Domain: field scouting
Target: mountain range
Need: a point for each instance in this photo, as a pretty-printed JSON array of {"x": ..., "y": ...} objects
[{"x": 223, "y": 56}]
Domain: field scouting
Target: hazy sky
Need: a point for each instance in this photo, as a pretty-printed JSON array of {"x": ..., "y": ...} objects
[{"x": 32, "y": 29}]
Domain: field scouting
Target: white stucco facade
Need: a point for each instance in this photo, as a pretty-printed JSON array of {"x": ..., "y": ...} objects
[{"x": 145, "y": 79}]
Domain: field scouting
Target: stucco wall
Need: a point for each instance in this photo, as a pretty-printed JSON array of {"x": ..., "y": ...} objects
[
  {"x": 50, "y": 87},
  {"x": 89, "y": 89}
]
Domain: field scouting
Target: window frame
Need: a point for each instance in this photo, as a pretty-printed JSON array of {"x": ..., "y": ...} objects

-=-=-

Given task ▸ Recast every line of the listing above as a numbered list, omitting any blank lines.

Solution ▸
1. Domain: field scouting
2. Target: mountain range
3. Need: a point for each instance in this photo, as a pretty-printed JSON array of {"x": ..., "y": ...} objects
4. [{"x": 223, "y": 56}]
5. Domain: field scouting
6. Target: hazy sky
7. Need: a point for each instance in this photo, as a pretty-printed JSON array of {"x": ..., "y": ...} objects
8. [{"x": 32, "y": 29}]
9. Domain: field scouting
10. Target: white stucco facade
11. Need: a point for each instance in this photo, as a pretty-printed JSON array of {"x": ..., "y": ...} objects
12. [{"x": 145, "y": 79}]
13. Domain: field scouting
14. Target: stucco wall
15. Need: a point for each instance in this photo, as a pretty-printed JSON array of {"x": ..., "y": ...} objects
16. [
17.   {"x": 50, "y": 87},
18.   {"x": 89, "y": 89}
19. ]
20. Domain: field scouting
21. Target: window frame
22. Need: a point for each instance in this photo, as a pretty-printed JSON array of {"x": ..., "y": ...} objects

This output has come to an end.